* _Passage to read_
---------------

How Switching to Race-Neutral Lung Function Equations Would Affect Disease Classification, Firefighting Job Prospects and VA Disability Benefits | 2024 ATS


The American Thoracic Society (ATS) has recommended moving to race-neutral equations for assessing what lung functions mean. A study presented at the ATS meeting this weekend projected how the new equation would affect disease classification, lung test standards for becoming a firefighter and VA disability benefits.

Using a race-neutral assessment of lung function test would reclassify 428,000 more Black patients as having moderate-to-severe chronic pulmonary and move Black and Asian patients up on the lung transplant list, according to data presented this weekend at the 2024 American Thoracic Society (ATS) International Conference in San Diego.

Adjusting the assessment of test results and what normal means according to race has been called into question throughout American healthcare as ideas of race as a biological category have been abandoned and replaced with seeing it mainly as a social construct. Revision of race-based kidney disease formulas have led to much shorter wait times for Black kidney transplant candidates.

Last year, ATS issued a policy statement rejecting the previous practice of using race and ethnicity-specific reference equations for lung function interpretation. Using race to interpret lung function tests perpetuates “false ideas that race distinguishes people on the basis of innate and immutable features,” the statement said, and also “potentially contributes to medical harms from the lack of attention to modifiable risk factors for reduced pulmonary function resulting from racism.” With some reservations, the ATS statement endorsed the use of the Global Lung Function Initiative (GLI) average equation, known as GLI-Global, as a race-neutral average reference equation for assessing lung function tests.

James A. Diao, M. Phil.

James A. Diao, M. Phil.

In technically virtuosic effort of data gathering and analysis James A. Diao, M.Phil., a student in a joint program at Harvard Medical School and the Massachusetts Institute of Technology, and a large team of researchers set out to compare the effects of using the GLI-Global equation with the effects of using the 2012 Global Lung Function Initiative (GLI-2012) that adjusted tests according to the race. They use function data from five large cohorts to make the comparison, including two versions of the National Health and Nutrition Examination Survey, the U.K. Biobank, the Multi-Ethnic Study of Atherosclerosis and the Organ Procurement and Transplantation Network. All together they had lung function test results from nearly 370,000 people to work with. They applied the GLI-2012 and the GLI-Global equations to those results and then analyzed how they would affect lung health classifications for a variety of purposes. Next, they extrapolated those results to the U.S. population to create an estimate of how many people in the U.S. might be affected if the race-neutral GLI-Global equations were used, as ATS recommends, instead of GLI-2012.

In addition to COPD severity, Diao and his colleagues calculated the effects on using GLI-Global instead of GLI-2012 on classification of obstructive (asthma and COPD) and nonobstructive pulmonary impairment; disqualification from being a firefighter; medical impairment ratings that are used to determine disability compensation; Department of Veterans Affairs disability payments and placement on the U.S. lung transplant list.

---------------

Records taken from a collection:
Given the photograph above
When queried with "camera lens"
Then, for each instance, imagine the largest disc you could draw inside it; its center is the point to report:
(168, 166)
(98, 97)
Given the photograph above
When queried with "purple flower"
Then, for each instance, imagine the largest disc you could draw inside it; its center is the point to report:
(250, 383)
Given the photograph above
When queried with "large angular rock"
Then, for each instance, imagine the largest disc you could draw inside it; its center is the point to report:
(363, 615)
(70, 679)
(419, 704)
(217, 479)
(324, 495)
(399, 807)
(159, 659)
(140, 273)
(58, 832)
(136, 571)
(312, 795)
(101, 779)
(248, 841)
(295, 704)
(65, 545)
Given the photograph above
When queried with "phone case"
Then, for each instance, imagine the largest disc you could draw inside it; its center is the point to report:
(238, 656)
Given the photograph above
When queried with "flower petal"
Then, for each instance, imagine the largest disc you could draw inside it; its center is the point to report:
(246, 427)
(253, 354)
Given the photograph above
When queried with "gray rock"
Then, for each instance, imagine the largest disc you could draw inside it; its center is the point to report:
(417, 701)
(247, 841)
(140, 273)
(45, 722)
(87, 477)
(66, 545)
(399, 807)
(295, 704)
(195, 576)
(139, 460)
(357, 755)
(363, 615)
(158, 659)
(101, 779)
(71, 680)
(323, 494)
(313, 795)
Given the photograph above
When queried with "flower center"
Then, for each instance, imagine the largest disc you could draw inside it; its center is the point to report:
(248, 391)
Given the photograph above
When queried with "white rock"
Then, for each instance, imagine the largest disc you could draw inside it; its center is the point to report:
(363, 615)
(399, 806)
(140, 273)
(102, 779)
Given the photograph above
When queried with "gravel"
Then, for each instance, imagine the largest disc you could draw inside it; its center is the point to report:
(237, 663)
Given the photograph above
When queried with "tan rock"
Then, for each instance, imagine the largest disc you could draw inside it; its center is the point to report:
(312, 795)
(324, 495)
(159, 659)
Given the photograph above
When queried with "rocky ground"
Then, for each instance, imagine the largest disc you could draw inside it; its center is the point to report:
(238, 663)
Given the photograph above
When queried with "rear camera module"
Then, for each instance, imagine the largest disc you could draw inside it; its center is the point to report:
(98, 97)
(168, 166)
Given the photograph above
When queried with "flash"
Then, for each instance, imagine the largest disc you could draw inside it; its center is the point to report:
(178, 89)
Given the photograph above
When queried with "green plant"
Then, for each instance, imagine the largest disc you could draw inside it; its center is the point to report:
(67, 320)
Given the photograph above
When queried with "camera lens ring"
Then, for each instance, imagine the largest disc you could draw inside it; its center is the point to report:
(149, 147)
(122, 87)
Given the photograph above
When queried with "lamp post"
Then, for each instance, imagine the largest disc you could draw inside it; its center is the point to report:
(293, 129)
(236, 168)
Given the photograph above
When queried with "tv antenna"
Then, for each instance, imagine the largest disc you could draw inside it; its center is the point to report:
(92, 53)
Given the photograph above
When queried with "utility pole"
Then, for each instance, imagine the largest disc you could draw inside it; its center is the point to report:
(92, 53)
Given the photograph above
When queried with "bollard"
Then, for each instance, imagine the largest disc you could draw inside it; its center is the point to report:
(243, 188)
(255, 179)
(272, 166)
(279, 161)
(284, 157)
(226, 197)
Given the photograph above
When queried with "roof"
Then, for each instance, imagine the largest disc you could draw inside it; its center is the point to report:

---------------

* _Prompt 1_
Write out everything in the lung function article from "Using a race-neutral" down to "in San Diego.".
* _Prompt 2_
According to the lung function article, why did ATS reject using race and ethnicity-specific reference equations to interpret lung function tests? Answer in one to three sentences.
* _Prompt 3_
Please carry on the lung function article from the point where it stops.
The material isn't needed for any of this work.

* _Exercise result 1_
Using a race-neutral assessment of lung function test would reclassify 428,000 more Black patients as having moderate-to-severe chronic pulmonary and move Black and Asian patients up on the lung transplant list, according to data presented this weekend at the 2024 American Thoracic Society (ATS) International Conference in San Diego.

* _Exercise result 2_
ATS said that using race to interpret lung function tests perpetuates false ideas that race distinguishes people by innate and immutable features. It also said the practice potentially contributes to medical harms because it draws attention away from modifiable risk factors for reduced pulmonary function that result from racism.

* _Exercise result 3_
Their calculations showed that using GLI-Global equations instead of GLI-2012 would result in 110,000 more Black individuals being classified as having obstructive impairment, 349,000 more Hispanic individuals and 2.1 million more White individuals. For nonobstructive impairment (which can lead to follow-up that identifies restrictive conditions that limit the lungs’ ability to expand), the switch to GLI-Global equations would result in 2.34 million more Black individuals being classified as having nonobstructive impairment, but 1.37 million fewer Hispanic individuals, 5.3 million fewer White individuals and 304 fewer Asian individuals and those from other groups.

They calculated that GLI-Global would increase the number of Black individuals disqualified from firefighting jobs by 754,000 and Asian and people in other groups by 72,000. In contrast, their math shows that 181,000 more Hispanic individuals and 1.27 million more White individuals.

VA disability payments are governed, in part, on lung function tests. Using the GLI-Global equations would increase the annual payments to Black veterans collectively by $1.1 billion and decrease payments to White veterans by 524 million. Diao and his co-investigators calculated that among the 216,000 Black veterans who would stand to benefit from the greater disability payment, annual compensation would increase by $1,991 for 37% of them, by $4,110 for 41%, by $9,740 for 19% and by $27,600 for 2.9%. They projected that VA disability compensation for White veterans would decrease by 1.1%. Among the 150,000 White veterans who would be affected, the annual compensation would decrease $1,991 for 28.8% of them and by $4,110 for the other 71.2%.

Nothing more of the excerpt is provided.